▶ Set exercise: Please count how many lines below contain the string "bench", and reply with the number only.

[Records of labeled points]
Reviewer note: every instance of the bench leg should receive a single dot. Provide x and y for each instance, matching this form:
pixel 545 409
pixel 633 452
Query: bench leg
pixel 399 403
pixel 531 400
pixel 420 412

▶ The result: 2